This repository contains all the code I used to build my [MSc thesis](./TFM - Iván Vallés Pérez.pdf). You can find a very detailed documentation in the pdf containing the thesis. Each of the experiments (>30) performed in the master's thesis has been organised in a different branch of the repository; for understanding each of the experiments, please, read the Appendix A of the pdf document.

Introduction and objectives

GAN (Generative Adversarial Networks) define a new research line in the generative modelling field. This new paradigm showed impressive results in the computer vision field when they were applied to generate new images from a real data set. Some studies reported results whose generations are clearly indistinguishable from real images to the human eye.

Despite that, they have not been broadly applied to generate discrete sequences (e.g. text). One of the most reported issues when generating text using generative adversarial networks is the difficulty that they have of dealing with discrete generations which, indeed, is the nature of text.

The goal of this project is to study how GANs can be applied to generate free text and which are the advantages and disadvantages over other common approaches. The best results obtained have been properly reported and quantified.

The main objective of this work is to exhaust all the possibilities when trying to generate text using Generative Adversarial Networks, avoiding using non-gradient-based optimization methods typically used in reinforcement learning. The reasons why non gradient-based optimization methods are non-desirable are described below.

  • Generative Adversarial Networks are a very recent family of algorithms which showed in several studies a high probability of diverging.
  • Reinforcement learning training algorithms are much more complex because they do not have information about the direction of the gradients; i.e. it is more difficult to estimate the changes to be done to the parameters of the network in order to decrease the error.
  • The fact of not using a gradient-based approach is a good chance to check how powerful are the neural networks. To succeed, they will have to approximate a sampling over a the probability distribution of the next character of a sequence of text given the previous one.

Data

After an exhaustive research, Tatoeba corpus was selected as the main dataset for this effort. Tatoeba is a large open-source and free collection of sentences written in multiple languages which is intended to be a powerful resource for natural language processing tasks. It is specially focused on machine translation tasks. The sentences contained in this corpus have been included by the community of registered users and they have an impressive quality. A sample of english sentences extracted from this collection is included below as an example.

Is it cruel to declaw your cat?
I learned English words by heart all day yesterday.
I knew that someone would come.
Any gentleman would not use such language.
Mary is still living with her parents.
The eastern sky was getting light.
You are weak.
I very seldom eat lobster.
Those are the leftovers from lunch.
Do you like your new apartment?
It took him three tries.
Tom walked into his room.

This dataset, after a set of preprocessing and filtering steps, has been used along all the experiments.

Methods

Several architectures and techniques have been tested to arrive to the final solution. All these experiments can be found in the thesis (linked at the top of this README). The winning solution consisted of convolutional neural networks implemented in both, the generator and the critic. The following figure sketches the architecture used in this solution, where (a) represents the generator and (b) represents the discriminator architectures.

CNN_arch

This implementation can be found in the branch labeled as V20.

Results

The results are described very in detail in the pdf document of the thesis. Here, a set of sentences generated using the Generative Adversarial Network model designed are summarized.

Tom and Mary wasn’t to do you do here.
Are you going to take.

SUPPLIED INFORMATION:
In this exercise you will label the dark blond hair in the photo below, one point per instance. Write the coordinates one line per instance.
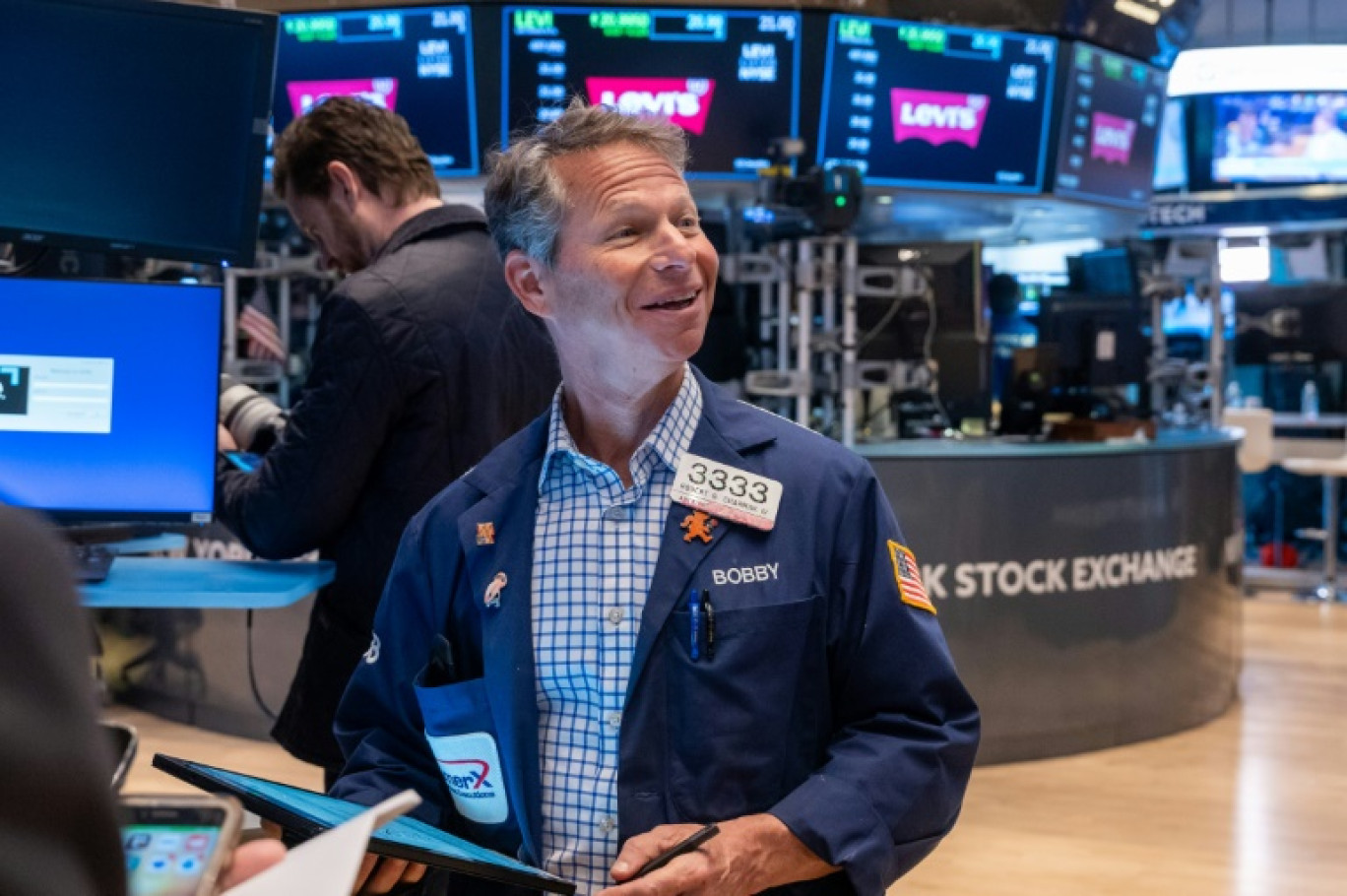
(374, 143)
(526, 200)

EXERCISE INSTRUCTIONS: Quote the README on generating text with GANs between "Tom walked into" and "labeled as V20.", inclusive.

SOLVED PROBLEM:
Tom walked into his room.

This dataset, after a set of preprocessing and filtering steps, has been used along all the experiments.

Methods

Several architectures and techniques have been tested to arrive to the final solution. All these experiments can be found in the thesis (linked at the top of this README). The winning solution consisted of convolutional neural networks implemented in both, the generator and the critic. The following figure sketches the architecture used in this solution, where (a) represents the generator and (b) represents the discriminator architectures.

CNN_arch

This implementation can be found in the branch labeled as V20.